> THE PROBLEM
Every line of the data below should be repeated exactly, and no picture should be copied.

> MATERIALS PROVIDED

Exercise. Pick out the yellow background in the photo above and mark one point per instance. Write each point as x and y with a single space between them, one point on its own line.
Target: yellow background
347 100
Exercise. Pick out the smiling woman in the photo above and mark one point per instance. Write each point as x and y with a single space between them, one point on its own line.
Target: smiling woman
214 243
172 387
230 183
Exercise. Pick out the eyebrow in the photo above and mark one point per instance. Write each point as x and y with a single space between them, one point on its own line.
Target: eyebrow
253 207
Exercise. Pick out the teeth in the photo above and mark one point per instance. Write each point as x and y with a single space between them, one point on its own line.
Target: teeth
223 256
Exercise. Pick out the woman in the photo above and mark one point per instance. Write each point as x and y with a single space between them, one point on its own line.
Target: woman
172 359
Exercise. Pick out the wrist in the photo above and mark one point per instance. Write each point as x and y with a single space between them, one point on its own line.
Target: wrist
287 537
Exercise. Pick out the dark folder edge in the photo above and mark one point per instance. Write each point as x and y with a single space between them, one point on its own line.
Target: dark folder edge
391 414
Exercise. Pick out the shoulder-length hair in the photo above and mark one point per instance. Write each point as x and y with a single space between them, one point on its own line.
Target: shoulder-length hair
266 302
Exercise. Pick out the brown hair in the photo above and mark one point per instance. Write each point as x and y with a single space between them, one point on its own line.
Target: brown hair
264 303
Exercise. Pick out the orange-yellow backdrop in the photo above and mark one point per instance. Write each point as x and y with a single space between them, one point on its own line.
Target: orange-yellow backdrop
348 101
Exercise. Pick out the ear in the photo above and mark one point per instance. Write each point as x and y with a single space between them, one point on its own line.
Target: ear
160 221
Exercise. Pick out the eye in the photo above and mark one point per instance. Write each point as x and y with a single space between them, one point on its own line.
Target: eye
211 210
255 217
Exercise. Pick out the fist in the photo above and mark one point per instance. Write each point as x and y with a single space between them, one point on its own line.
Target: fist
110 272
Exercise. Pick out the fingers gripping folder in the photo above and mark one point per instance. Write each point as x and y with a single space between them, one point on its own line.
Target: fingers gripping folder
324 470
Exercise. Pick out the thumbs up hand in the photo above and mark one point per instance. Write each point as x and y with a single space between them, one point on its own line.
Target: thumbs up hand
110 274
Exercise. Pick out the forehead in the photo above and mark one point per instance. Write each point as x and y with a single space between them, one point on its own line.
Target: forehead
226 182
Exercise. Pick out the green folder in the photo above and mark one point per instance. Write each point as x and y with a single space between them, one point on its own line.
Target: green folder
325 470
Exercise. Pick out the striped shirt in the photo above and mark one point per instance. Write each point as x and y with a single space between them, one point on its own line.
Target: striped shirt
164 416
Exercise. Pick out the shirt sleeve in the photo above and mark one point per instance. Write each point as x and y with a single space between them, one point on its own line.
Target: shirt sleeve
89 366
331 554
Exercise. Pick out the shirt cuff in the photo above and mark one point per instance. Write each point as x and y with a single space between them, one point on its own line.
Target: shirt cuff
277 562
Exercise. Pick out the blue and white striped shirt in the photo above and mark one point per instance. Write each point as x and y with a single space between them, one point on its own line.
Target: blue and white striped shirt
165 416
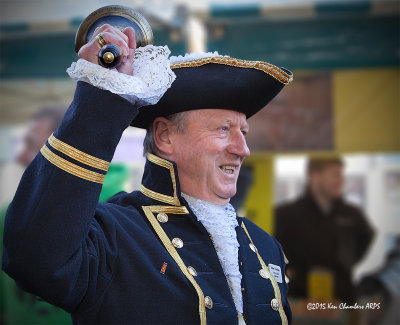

> WRITTEN ANSWER
Exercise. Pick out the yellow background in the photo above and mark one point per instance. Write each point as x and y with a single space between them, one point on its own line.
Target: yellow background
347 100
Exercise. Pick out the smiling woman in the photo above and mark one point per instance. Write each point as x and y with a single space between them, one point on its own line.
Target: smiling woman
214 243
172 387
230 183
Exercise. Pick out the eyebrow in the photo above and mark one point per instance. Write each point as x and y with a single space between them, one point on its own line.
Target: eyebrow
253 207
Exercise. Pick out the teeth in the photo above and mark one point per instance. Write each point as x and y with a single space between them, one point on its own line.
Target: teeth
223 256
Exercise. Pick out the woman in the photo above and mark one point per instance. Write each point as x and y with a single space between them, one point on its own line.
Target: woman
172 359
Exercise. Pick out the wrist in the photo above and mark one point per instance. Write each point as x and y with a single space between them, one point on its own line.
Target: wrist
287 537
Exercise. Pick out the dark folder edge in the photo above and mark one point per instance. Write each point as x and y with a single space between them, one point on its own line.
Target: dark folder edge
391 414
Exercise. Pick out the shoulder-length hair in the photo above and mark one point per instance. Write each point as x and y with a single space between them, one point on its own line.
Target: shoulder-length hair
266 302
Exercise. Pick out the brown hair in the photo above and mark one point per instance. Write each point as x and y with a single space between them, one point on its own line.
Target: brown hair
264 303
Exercise. Pick out the orange-yellow backdrop in the photo above and mark one point per instance. Write each point as x and y with a single space between them, one point on its own line.
Target: orange-yellow backdrop
348 101
Exercise. Pick out the ear in the photo above and mark one point per instance. Write each point as x and y with a single space between them, one point on its own line.
Target: ear
160 221
Exercise. Pick out the eye in the photo above and mark one point per instance. Write each point as x and y with a single space between them, one point on its own line.
Target: eye
211 210
255 217
Exercise. Pick out the fist in the photo above and mark one point per instance. Write each point as x and y with a single space between them, one point on its own line.
Target: fist
110 272
Exercise. Pick out the fingers gripping folder in the photo above and mark one point per instance. Write each point as x and y with a single space between them, one point on its own line.
Target: fingers gripping folder
324 470
Exercise. Pick out the thumbs up hand in the photo above and mark one point per instance. Write each point as x and y with a single space between them, one point on its own line.
Target: thumbs up hand
110 274
Exercise. Pick out the forehead in the photo above and mark one point per instance. Write each point as x and y with a single space between them, one point on its own line.
Target: forehead
226 182
Exercise. Pick out the green folder in the photo above and mark one point per instance. Write each point as x and y with a single space between them, one point on its own line.
Target: green folder
325 470
Exercise. Pick out the striped shirt in the photo above and mark one point per instance. Write each point as x and y with a single space between them, one point on its own line.
Target: striped shirt
164 416
Exercise. Pick out the shirt sleeve in the photo above and mark one point per instance. Write each point as x and y with a single space between them, one point on its own line.
Target: shirt sleeve
89 366
331 554
Exercise. Pick out the shirt cuff in the photo above and mark one point per instance. Write each point as x and y with a single space between them, one point on its own line.
Target: shirt cuff
277 562
Exercise. Pick out the blue and white striped shirt in the photo above and mark one point per instance. Write each point as x and y with a single space between them, one point on its own line.
Target: blue and white striped shirt
165 416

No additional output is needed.